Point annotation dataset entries

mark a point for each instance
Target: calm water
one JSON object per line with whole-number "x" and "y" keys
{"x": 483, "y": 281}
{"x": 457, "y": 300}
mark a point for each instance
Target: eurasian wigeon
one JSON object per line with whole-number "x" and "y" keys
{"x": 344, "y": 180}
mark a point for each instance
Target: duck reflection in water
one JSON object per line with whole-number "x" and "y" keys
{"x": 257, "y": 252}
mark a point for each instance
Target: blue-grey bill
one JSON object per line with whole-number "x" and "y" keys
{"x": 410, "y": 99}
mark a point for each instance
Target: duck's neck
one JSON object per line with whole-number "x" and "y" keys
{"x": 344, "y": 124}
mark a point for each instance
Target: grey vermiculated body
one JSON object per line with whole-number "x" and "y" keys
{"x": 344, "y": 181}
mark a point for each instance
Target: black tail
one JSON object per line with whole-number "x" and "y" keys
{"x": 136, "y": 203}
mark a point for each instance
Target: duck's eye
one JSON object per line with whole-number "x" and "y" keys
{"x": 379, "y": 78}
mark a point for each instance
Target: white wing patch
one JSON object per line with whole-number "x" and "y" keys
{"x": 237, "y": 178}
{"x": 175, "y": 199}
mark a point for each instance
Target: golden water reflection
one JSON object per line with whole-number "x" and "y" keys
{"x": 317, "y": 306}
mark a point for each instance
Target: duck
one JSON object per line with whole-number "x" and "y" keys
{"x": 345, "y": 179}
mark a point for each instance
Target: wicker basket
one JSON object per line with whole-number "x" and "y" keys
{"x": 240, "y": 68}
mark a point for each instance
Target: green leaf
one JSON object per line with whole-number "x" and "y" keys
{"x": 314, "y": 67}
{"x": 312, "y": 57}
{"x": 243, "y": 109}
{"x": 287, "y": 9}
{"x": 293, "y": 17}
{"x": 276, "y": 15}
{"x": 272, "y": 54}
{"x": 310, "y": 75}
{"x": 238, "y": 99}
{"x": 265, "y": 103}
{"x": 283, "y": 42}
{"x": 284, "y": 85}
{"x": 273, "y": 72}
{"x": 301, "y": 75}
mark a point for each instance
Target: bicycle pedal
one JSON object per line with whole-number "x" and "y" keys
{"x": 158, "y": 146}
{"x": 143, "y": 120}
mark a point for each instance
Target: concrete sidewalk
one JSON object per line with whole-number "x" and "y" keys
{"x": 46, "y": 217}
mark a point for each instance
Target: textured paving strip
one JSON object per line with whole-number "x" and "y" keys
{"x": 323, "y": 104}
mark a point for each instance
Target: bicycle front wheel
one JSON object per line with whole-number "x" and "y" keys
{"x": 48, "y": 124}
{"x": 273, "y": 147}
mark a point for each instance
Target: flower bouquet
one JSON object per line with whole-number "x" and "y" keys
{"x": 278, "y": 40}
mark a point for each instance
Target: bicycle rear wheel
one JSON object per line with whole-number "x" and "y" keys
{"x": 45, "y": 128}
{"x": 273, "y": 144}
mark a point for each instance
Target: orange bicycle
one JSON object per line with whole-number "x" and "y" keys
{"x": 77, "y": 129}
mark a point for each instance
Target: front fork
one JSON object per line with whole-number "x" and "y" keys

▶ _Exercise prompt_:
Copy out every line of the entries above that contains the word "reflection".

▶ _Task response_:
Target: duck reflection in water
Target: golden water reflection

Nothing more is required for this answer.